→ Metin Seçkisi:
# # #
Eğitime Yeni Bir Hediye: Project Loon

Eğitime Yeni Bir Hediye: Project Loon

Hayatımızın ayrılmaz parçası değil, neredeyse uzvumuz haline gelen teknoloji, yepyeni bir projeye daha imza attı; Project Loon. Temel olarak “herkes için internet” fikrine dayanan bu proje, hem eğitim ve öğretim pratiklerimizi bir adım ileri taşıyacak, hem de internettin demokratikleşmesi adına mükemmel bir buluş olacak gibi görünüyor.

Peki, Nedir Project Loon?
# # #
→ Alıştırma Görevleri:
1. Project Loon hakkındaki metnin başlığında geçen kelimeleri sırasıyla yazın.
2. Project Loon hakkındaki metni son satırından sonra sürdürün.
# # #
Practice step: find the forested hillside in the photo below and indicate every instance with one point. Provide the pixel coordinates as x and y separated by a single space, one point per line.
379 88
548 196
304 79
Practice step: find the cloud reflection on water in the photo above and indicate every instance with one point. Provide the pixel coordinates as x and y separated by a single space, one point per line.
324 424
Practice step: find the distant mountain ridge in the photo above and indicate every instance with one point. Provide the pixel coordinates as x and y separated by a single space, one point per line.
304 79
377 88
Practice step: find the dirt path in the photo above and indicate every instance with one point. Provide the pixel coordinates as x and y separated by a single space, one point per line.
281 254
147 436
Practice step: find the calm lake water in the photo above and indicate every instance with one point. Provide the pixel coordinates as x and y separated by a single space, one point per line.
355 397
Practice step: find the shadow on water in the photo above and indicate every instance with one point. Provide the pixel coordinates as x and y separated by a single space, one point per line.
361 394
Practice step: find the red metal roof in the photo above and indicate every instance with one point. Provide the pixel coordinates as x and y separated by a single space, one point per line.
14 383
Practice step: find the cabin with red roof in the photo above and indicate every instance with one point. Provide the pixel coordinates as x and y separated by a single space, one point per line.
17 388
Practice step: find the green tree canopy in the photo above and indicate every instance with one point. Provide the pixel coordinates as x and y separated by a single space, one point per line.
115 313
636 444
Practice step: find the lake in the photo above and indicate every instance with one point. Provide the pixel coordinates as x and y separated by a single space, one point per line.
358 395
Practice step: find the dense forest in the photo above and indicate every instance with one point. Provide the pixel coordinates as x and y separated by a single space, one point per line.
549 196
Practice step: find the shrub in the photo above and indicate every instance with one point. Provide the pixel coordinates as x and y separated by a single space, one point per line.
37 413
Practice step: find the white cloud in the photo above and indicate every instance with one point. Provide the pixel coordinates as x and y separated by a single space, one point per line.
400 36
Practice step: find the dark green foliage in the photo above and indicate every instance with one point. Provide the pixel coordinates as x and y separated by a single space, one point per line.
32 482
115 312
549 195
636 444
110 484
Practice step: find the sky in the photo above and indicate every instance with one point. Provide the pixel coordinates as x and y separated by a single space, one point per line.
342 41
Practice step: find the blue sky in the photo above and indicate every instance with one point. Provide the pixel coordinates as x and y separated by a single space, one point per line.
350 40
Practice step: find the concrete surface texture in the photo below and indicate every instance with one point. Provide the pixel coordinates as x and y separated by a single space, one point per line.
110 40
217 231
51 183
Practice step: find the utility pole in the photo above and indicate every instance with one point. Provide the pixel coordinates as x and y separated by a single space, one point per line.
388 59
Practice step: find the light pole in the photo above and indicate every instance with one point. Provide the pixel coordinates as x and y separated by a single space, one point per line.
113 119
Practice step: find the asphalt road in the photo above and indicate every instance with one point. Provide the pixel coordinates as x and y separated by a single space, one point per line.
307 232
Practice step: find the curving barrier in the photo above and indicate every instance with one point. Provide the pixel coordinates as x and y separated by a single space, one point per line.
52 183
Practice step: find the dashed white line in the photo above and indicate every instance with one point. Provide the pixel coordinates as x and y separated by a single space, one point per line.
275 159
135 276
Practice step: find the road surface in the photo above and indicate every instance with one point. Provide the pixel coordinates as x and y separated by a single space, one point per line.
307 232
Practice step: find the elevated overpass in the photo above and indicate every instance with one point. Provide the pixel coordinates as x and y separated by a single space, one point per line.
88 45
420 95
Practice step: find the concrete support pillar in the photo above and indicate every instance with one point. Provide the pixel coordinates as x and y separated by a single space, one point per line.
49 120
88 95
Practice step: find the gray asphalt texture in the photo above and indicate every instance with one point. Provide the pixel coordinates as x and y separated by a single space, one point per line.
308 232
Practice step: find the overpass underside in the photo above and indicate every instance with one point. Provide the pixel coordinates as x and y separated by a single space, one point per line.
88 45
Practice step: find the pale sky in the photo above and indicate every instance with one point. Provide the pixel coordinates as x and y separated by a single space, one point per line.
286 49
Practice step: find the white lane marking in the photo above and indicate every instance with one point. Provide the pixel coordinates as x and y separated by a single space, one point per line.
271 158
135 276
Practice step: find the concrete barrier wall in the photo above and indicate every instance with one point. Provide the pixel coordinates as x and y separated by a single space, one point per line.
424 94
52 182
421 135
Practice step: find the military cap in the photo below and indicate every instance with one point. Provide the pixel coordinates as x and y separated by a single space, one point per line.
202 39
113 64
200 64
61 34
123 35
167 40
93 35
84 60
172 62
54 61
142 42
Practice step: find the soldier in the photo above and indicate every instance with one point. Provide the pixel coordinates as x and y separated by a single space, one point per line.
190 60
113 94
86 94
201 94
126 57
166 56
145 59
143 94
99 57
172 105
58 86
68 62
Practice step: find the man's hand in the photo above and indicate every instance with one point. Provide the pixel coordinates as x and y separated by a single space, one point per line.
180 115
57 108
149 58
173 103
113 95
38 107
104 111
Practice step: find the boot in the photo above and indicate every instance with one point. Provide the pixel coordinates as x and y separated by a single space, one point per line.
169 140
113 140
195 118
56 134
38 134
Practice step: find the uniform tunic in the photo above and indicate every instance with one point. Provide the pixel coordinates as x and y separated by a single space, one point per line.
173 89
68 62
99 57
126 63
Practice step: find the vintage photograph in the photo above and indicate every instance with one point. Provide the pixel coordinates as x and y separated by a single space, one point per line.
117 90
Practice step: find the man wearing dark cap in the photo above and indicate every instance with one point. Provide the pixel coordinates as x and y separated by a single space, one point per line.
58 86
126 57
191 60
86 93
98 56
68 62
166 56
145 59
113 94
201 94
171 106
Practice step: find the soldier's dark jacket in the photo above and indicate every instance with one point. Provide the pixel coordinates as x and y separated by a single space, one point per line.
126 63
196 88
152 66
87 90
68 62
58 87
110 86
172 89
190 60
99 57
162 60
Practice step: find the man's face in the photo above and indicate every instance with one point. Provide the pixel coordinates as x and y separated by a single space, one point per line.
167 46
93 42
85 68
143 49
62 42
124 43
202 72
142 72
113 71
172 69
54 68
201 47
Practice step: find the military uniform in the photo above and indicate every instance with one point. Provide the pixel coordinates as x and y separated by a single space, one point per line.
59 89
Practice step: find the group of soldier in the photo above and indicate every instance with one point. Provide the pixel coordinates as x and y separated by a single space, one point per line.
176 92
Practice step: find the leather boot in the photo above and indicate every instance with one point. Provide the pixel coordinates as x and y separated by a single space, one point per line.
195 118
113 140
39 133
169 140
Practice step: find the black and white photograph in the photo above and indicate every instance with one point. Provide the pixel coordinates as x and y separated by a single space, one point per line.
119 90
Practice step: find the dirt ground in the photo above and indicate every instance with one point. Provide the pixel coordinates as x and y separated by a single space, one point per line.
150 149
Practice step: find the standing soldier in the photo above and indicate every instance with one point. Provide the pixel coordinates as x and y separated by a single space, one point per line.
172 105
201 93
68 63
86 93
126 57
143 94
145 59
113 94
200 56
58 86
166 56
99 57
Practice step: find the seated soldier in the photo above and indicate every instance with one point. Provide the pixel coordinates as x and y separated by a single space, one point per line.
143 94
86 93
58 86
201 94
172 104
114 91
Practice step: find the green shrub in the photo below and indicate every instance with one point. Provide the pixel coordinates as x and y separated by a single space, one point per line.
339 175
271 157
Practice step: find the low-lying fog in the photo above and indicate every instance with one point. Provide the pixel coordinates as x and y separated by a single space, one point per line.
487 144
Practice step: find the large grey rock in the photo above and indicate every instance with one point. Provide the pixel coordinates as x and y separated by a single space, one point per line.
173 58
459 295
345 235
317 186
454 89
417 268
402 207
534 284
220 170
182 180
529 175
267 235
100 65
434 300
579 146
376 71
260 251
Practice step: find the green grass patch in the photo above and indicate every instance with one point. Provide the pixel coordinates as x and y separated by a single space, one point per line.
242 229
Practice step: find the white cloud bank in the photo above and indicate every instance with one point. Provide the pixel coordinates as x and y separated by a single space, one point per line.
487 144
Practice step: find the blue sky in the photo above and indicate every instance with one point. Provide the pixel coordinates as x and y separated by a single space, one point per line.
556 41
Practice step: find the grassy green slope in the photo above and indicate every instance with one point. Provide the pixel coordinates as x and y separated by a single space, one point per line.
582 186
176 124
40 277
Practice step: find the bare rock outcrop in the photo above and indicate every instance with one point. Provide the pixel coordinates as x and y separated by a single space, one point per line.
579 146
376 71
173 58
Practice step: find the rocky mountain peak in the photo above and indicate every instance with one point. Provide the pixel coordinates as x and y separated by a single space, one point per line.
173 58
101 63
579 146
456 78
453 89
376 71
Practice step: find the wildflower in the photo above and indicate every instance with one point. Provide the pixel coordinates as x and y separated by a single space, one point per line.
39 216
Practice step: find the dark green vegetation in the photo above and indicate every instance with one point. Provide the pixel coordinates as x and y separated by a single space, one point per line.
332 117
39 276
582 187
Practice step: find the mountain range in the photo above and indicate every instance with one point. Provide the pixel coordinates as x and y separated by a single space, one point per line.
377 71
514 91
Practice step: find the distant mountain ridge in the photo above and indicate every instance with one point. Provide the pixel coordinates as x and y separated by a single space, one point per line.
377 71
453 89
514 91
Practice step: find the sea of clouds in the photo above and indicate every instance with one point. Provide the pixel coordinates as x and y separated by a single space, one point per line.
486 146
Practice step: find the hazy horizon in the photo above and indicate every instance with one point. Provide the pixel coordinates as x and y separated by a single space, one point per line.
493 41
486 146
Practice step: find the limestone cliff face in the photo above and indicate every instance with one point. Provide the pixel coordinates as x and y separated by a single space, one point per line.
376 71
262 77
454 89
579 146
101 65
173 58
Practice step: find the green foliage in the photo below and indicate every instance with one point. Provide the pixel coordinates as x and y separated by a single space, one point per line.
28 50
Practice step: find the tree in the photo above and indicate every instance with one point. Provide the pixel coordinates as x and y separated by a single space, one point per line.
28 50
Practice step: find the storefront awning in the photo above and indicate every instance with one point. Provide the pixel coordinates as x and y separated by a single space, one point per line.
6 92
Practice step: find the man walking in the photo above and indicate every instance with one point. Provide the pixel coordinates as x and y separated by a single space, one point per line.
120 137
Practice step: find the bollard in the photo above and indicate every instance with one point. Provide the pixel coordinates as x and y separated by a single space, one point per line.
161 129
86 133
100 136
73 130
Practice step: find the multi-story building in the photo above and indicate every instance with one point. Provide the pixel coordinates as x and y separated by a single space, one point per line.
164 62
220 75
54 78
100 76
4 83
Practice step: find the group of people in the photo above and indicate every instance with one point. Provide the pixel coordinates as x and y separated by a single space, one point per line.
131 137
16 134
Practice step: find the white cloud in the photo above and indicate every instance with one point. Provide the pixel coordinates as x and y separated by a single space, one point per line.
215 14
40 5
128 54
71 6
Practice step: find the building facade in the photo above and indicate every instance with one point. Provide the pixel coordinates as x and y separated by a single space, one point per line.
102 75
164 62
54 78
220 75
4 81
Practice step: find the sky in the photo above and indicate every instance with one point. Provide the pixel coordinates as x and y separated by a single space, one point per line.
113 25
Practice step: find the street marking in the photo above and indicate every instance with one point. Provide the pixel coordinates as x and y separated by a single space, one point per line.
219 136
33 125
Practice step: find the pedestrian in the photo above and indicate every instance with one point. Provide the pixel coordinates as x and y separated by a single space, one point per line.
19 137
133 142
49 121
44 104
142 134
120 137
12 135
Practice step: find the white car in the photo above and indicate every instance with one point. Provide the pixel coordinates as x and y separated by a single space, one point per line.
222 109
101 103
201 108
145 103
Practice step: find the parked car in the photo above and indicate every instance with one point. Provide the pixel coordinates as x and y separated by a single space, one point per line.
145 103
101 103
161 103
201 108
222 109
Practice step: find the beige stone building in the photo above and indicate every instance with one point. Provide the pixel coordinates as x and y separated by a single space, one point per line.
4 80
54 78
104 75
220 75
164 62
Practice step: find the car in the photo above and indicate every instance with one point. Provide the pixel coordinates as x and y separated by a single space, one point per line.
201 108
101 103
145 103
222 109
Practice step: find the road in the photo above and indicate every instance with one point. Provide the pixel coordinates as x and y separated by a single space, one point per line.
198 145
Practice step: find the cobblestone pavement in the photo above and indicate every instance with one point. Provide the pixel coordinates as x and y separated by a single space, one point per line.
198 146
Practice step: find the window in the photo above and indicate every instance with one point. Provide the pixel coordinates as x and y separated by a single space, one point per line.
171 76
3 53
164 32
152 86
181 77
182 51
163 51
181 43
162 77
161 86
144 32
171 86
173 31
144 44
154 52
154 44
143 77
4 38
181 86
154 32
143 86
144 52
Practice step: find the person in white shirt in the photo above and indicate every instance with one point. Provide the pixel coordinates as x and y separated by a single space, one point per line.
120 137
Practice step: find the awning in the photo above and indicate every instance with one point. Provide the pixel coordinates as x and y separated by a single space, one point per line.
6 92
# # #
→ Görevlere Göre Sonuçlar:
1. Eğitime, Yeni, Bir, Hediye, Project, Loon

2.
İnternet bazıları için lüks olmaktan çıkmışken, dünya nüfusunun hala 2/3’ü internet erişimine kavuşamadı. Basitçe anlatmak gerekirse, Project Loon işte bu kavuşmayı müjdeleyen dâhiyane bir proje. Project Loon yeryüzünün 20km yukarısında, stratosferde dolaşan balonların sağladığı bit internet ağı sistemi olacak. Balonlardaki kanatlar sayesinde, balonların istenen yükseklikte kalması, alçalması ya da yükselmesi sağlanabiliyor. Balonların ne tarafa gitmesi gerektiği yazılım algoritması tarafından belirlendikten sonra, her bir balon rüzgârın farklı katmanlarına yönlendiriliyor. Böylece tüm balonlar büyük bir iletişim ağı oluşturacak şekilde dünyanın dört bir yanına ulaşabiliyor. Sinyallerin balondan balona, daha sonra da küresel internet ağına aktarılabilmesiyle erişim bütünlüğü de sağlanmış olacak. Eğer proje başarı ile sonuçlanırsa, evlere yerleştirilecek özel internet antenleri aracılığıyla herkes, bu internet ağına bağlanabilecek.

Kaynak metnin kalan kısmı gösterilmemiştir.